Count the lines in the material below that contain the string "pedestal", matching case exactly. Give only the number.

━━━ The input

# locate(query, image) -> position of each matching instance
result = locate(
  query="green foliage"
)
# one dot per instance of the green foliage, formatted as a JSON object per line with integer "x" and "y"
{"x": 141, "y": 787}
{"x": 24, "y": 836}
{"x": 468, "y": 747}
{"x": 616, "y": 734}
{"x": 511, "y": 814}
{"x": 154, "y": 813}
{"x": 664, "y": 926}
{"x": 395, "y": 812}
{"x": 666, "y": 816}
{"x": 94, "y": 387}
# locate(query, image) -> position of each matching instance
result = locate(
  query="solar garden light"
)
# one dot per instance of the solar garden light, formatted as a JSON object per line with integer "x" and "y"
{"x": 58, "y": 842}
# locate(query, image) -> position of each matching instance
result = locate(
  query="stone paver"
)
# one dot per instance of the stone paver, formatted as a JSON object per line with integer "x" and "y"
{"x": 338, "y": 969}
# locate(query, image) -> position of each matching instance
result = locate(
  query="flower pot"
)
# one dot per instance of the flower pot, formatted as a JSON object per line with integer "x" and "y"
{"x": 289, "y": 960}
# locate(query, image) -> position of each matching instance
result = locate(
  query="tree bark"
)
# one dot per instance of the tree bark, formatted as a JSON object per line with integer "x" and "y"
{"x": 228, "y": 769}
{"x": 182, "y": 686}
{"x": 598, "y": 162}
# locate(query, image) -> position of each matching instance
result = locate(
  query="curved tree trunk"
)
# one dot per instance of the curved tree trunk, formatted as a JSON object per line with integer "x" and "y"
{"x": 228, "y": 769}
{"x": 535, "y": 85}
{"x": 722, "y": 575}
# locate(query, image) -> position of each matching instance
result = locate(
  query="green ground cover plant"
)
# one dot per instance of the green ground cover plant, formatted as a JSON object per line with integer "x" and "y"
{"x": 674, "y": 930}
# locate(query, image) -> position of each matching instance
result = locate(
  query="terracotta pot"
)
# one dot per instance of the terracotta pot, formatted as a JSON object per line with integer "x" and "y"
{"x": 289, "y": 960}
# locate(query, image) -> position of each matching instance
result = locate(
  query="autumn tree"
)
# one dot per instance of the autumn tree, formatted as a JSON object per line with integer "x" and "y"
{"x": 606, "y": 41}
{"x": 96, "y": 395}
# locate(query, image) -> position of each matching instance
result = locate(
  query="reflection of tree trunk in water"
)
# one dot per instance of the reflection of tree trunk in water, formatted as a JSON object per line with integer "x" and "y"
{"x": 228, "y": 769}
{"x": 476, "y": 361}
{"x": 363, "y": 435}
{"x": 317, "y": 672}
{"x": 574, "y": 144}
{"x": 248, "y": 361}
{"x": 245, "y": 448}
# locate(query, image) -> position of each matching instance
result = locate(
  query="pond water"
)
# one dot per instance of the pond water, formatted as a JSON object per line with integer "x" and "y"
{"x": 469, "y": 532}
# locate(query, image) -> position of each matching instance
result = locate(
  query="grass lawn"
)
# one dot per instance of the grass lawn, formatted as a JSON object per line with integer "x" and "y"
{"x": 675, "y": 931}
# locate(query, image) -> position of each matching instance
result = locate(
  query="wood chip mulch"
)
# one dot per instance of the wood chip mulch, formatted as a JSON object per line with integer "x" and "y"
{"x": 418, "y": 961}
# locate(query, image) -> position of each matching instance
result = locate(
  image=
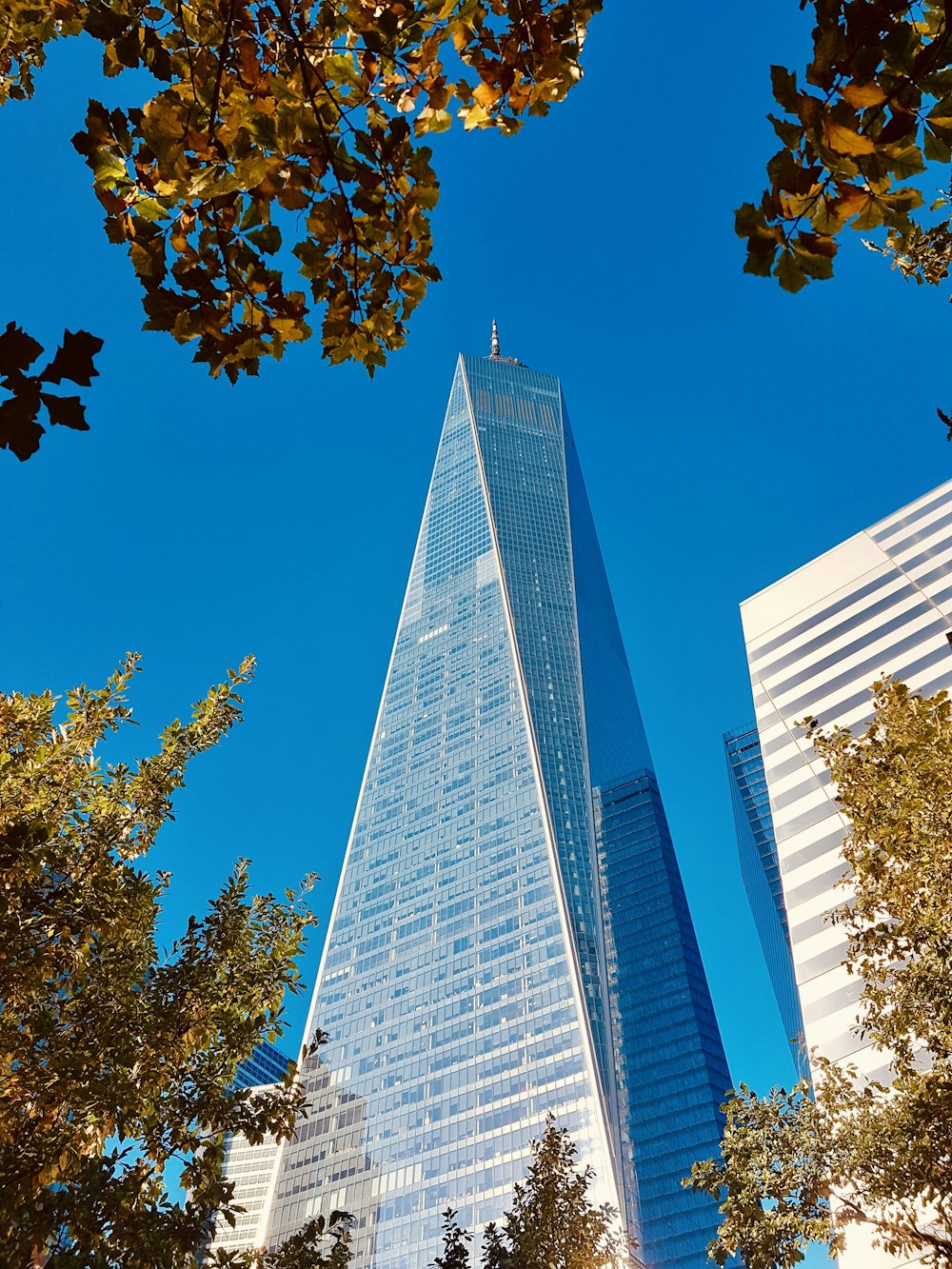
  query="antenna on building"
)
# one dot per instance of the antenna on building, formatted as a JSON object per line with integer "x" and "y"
{"x": 494, "y": 340}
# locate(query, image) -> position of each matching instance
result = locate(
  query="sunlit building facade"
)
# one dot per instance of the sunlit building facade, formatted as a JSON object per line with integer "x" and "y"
{"x": 510, "y": 934}
{"x": 761, "y": 869}
{"x": 817, "y": 640}
{"x": 249, "y": 1166}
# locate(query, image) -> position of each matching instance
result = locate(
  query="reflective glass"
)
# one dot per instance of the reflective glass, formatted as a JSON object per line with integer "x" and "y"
{"x": 471, "y": 980}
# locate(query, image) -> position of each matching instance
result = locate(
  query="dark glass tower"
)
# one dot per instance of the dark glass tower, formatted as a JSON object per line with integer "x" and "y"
{"x": 761, "y": 871}
{"x": 510, "y": 934}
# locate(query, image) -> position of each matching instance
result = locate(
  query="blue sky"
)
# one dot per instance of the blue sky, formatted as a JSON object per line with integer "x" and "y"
{"x": 727, "y": 431}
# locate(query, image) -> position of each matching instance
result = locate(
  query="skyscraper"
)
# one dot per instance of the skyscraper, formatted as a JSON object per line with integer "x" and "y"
{"x": 761, "y": 869}
{"x": 817, "y": 640}
{"x": 510, "y": 934}
{"x": 247, "y": 1165}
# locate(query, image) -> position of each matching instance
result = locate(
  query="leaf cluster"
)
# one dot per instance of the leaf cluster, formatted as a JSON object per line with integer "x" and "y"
{"x": 19, "y": 414}
{"x": 551, "y": 1223}
{"x": 874, "y": 109}
{"x": 117, "y": 1059}
{"x": 796, "y": 1168}
{"x": 286, "y": 134}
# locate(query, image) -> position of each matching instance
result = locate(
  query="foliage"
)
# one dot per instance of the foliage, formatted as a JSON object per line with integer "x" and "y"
{"x": 19, "y": 426}
{"x": 875, "y": 109}
{"x": 551, "y": 1223}
{"x": 876, "y": 1155}
{"x": 288, "y": 125}
{"x": 456, "y": 1240}
{"x": 117, "y": 1059}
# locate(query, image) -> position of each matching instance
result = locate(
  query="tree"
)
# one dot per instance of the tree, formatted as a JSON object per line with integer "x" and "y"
{"x": 285, "y": 132}
{"x": 794, "y": 1169}
{"x": 456, "y": 1244}
{"x": 551, "y": 1223}
{"x": 117, "y": 1060}
{"x": 19, "y": 414}
{"x": 857, "y": 138}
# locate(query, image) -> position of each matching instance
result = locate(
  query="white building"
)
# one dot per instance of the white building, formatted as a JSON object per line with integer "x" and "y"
{"x": 251, "y": 1169}
{"x": 817, "y": 641}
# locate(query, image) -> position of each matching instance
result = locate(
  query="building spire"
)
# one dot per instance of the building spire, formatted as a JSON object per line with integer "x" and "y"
{"x": 494, "y": 340}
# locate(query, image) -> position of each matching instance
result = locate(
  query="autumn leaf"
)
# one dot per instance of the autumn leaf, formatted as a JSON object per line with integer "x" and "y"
{"x": 844, "y": 140}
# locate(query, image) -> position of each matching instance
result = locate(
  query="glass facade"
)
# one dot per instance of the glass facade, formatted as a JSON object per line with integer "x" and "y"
{"x": 761, "y": 869}
{"x": 267, "y": 1065}
{"x": 465, "y": 985}
{"x": 250, "y": 1168}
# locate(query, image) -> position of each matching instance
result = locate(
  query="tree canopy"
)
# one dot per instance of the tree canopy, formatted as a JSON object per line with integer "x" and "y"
{"x": 551, "y": 1223}
{"x": 117, "y": 1059}
{"x": 796, "y": 1169}
{"x": 866, "y": 134}
{"x": 286, "y": 136}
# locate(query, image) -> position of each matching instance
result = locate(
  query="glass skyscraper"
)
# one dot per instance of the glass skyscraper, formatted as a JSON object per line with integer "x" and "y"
{"x": 510, "y": 934}
{"x": 761, "y": 869}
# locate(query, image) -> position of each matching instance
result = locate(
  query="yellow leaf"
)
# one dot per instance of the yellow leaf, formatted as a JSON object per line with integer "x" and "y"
{"x": 851, "y": 202}
{"x": 486, "y": 95}
{"x": 860, "y": 95}
{"x": 474, "y": 117}
{"x": 844, "y": 141}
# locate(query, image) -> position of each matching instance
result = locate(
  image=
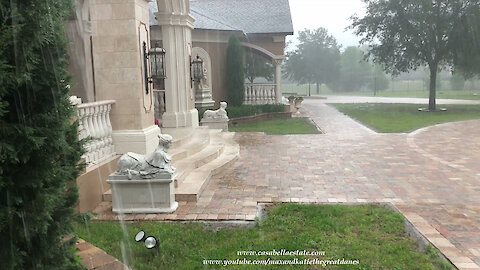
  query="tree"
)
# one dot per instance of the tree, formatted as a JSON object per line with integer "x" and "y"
{"x": 466, "y": 50}
{"x": 404, "y": 34}
{"x": 355, "y": 72}
{"x": 316, "y": 60}
{"x": 39, "y": 149}
{"x": 257, "y": 66}
{"x": 235, "y": 77}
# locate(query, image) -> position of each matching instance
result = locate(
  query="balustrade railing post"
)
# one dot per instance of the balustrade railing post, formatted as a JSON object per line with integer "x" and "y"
{"x": 96, "y": 128}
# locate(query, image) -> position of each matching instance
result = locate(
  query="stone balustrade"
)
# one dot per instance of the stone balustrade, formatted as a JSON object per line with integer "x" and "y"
{"x": 95, "y": 127}
{"x": 258, "y": 94}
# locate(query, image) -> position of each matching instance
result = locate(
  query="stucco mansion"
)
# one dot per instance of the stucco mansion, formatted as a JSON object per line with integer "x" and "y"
{"x": 121, "y": 109}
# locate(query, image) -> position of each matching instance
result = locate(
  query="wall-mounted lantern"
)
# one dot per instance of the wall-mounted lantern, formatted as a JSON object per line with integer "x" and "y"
{"x": 157, "y": 61}
{"x": 197, "y": 69}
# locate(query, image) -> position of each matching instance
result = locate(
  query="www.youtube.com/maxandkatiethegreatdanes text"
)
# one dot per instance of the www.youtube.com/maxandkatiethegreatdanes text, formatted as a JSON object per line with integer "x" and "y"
{"x": 289, "y": 261}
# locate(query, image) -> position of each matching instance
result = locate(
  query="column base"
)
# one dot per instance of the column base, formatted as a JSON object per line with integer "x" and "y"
{"x": 138, "y": 141}
{"x": 180, "y": 119}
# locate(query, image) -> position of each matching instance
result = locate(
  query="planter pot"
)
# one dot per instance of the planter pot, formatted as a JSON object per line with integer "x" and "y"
{"x": 148, "y": 196}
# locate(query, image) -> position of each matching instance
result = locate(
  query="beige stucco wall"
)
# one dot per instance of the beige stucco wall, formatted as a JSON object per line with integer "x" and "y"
{"x": 79, "y": 52}
{"x": 118, "y": 32}
{"x": 216, "y": 42}
{"x": 218, "y": 54}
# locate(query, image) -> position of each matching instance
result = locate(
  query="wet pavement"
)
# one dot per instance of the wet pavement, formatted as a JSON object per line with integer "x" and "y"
{"x": 432, "y": 176}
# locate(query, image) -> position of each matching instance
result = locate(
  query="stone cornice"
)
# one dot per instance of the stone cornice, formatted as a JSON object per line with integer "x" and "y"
{"x": 174, "y": 19}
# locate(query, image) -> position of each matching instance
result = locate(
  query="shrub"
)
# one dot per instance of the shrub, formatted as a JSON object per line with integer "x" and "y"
{"x": 39, "y": 147}
{"x": 235, "y": 79}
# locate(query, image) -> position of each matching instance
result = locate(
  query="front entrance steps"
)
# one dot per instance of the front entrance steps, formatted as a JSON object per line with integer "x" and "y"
{"x": 197, "y": 154}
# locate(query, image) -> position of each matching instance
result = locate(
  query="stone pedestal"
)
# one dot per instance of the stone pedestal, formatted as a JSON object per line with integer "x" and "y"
{"x": 215, "y": 123}
{"x": 146, "y": 196}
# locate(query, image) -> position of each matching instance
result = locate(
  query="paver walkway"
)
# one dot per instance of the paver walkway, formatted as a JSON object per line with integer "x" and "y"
{"x": 432, "y": 176}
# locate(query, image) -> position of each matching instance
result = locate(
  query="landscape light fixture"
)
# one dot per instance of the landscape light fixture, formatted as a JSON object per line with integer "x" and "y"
{"x": 149, "y": 241}
{"x": 156, "y": 55}
{"x": 140, "y": 236}
{"x": 197, "y": 69}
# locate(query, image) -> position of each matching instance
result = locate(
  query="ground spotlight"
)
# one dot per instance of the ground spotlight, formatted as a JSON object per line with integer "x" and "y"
{"x": 149, "y": 241}
{"x": 140, "y": 236}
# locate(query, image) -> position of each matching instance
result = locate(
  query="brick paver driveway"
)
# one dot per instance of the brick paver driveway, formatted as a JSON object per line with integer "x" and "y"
{"x": 432, "y": 176}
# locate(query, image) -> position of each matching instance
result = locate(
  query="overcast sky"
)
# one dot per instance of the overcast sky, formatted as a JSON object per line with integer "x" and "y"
{"x": 331, "y": 14}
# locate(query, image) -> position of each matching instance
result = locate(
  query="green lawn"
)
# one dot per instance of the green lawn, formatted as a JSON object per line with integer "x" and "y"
{"x": 401, "y": 90}
{"x": 397, "y": 118}
{"x": 371, "y": 234}
{"x": 278, "y": 126}
{"x": 469, "y": 95}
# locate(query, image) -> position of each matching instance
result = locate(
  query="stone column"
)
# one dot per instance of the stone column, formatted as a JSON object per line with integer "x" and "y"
{"x": 174, "y": 18}
{"x": 278, "y": 79}
{"x": 119, "y": 29}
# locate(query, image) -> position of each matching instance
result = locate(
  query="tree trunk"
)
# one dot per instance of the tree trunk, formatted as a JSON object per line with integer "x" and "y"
{"x": 433, "y": 86}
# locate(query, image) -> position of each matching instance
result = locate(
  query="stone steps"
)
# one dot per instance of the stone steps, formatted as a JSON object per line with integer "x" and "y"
{"x": 197, "y": 155}
{"x": 190, "y": 188}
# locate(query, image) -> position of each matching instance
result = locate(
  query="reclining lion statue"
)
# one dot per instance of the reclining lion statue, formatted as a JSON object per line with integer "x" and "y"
{"x": 147, "y": 166}
{"x": 217, "y": 114}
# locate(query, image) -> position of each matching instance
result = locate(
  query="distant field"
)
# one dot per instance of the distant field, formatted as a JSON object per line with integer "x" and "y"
{"x": 413, "y": 89}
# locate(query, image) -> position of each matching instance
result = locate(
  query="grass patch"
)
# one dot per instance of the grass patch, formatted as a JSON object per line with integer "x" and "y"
{"x": 249, "y": 110}
{"x": 371, "y": 234}
{"x": 397, "y": 118}
{"x": 278, "y": 126}
{"x": 467, "y": 95}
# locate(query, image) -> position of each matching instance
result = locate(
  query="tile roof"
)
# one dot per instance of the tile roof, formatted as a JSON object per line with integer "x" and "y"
{"x": 249, "y": 16}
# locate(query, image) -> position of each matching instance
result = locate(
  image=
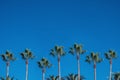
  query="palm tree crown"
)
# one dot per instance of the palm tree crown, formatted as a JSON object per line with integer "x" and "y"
{"x": 93, "y": 58}
{"x": 44, "y": 63}
{"x": 77, "y": 48}
{"x": 57, "y": 50}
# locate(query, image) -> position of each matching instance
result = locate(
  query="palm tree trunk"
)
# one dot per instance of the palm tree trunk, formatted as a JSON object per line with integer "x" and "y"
{"x": 110, "y": 69}
{"x": 7, "y": 69}
{"x": 78, "y": 63}
{"x": 26, "y": 78}
{"x": 43, "y": 74}
{"x": 59, "y": 73}
{"x": 94, "y": 70}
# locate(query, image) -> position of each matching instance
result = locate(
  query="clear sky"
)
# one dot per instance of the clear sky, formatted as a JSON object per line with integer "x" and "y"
{"x": 41, "y": 24}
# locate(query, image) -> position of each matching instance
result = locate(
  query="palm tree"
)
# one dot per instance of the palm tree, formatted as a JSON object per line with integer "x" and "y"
{"x": 26, "y": 55}
{"x": 58, "y": 51}
{"x": 78, "y": 49}
{"x": 74, "y": 77}
{"x": 52, "y": 77}
{"x": 7, "y": 57}
{"x": 116, "y": 76}
{"x": 7, "y": 78}
{"x": 43, "y": 64}
{"x": 110, "y": 55}
{"x": 95, "y": 59}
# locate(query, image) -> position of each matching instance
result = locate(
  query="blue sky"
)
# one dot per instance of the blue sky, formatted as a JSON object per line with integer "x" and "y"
{"x": 41, "y": 24}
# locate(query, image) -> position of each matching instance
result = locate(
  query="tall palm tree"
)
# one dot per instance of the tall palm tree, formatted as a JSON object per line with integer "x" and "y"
{"x": 58, "y": 51}
{"x": 78, "y": 50}
{"x": 26, "y": 55}
{"x": 74, "y": 77}
{"x": 7, "y": 57}
{"x": 109, "y": 56}
{"x": 93, "y": 57}
{"x": 7, "y": 78}
{"x": 43, "y": 64}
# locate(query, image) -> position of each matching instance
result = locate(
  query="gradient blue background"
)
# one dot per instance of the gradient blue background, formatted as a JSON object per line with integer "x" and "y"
{"x": 41, "y": 24}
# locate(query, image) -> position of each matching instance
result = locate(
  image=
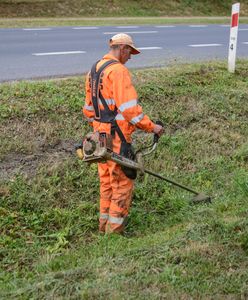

━━━━━━

▶ **Right answer**: 2